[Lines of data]
Begin

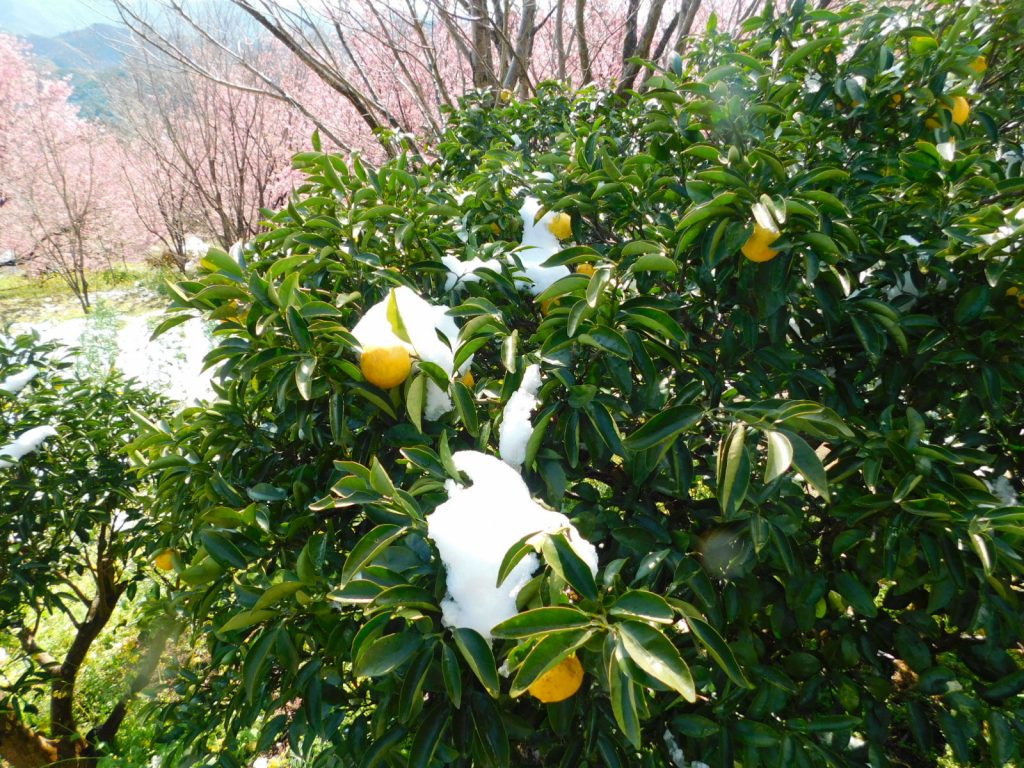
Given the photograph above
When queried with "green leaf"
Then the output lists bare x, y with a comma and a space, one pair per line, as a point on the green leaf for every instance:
856, 594
733, 470
664, 427
246, 619
653, 653
541, 622
624, 705
718, 649
546, 654
558, 553
654, 262
222, 550
368, 548
428, 736
808, 464
394, 317
415, 397
642, 604
477, 653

End

Given task - Render every line of the items above as a Markdown table with the columns "Row" and "Text," numbering each line and leaving out blank lines. Omit the pictures from the table.

Final answer -
| Row | Text |
|---|---|
| 1 | Given the photograph above |
| 2 | When queried with "green leaf" |
| 3 | Then the output lists bare x, y with a comma and a space, one pair per line, as a point on the green leaf for every instance: |
| 4 | 856, 594 |
| 5 | 733, 470 |
| 6 | 664, 427 |
| 7 | 246, 619 |
| 8 | 653, 653 |
| 9 | 541, 622 |
| 10 | 624, 705 |
| 11 | 718, 649 |
| 12 | 546, 654 |
| 13 | 558, 553 |
| 14 | 654, 262 |
| 15 | 222, 550 |
| 16 | 368, 548 |
| 17 | 428, 736 |
| 18 | 808, 464 |
| 19 | 394, 317 |
| 20 | 415, 397 |
| 21 | 642, 604 |
| 22 | 477, 653 |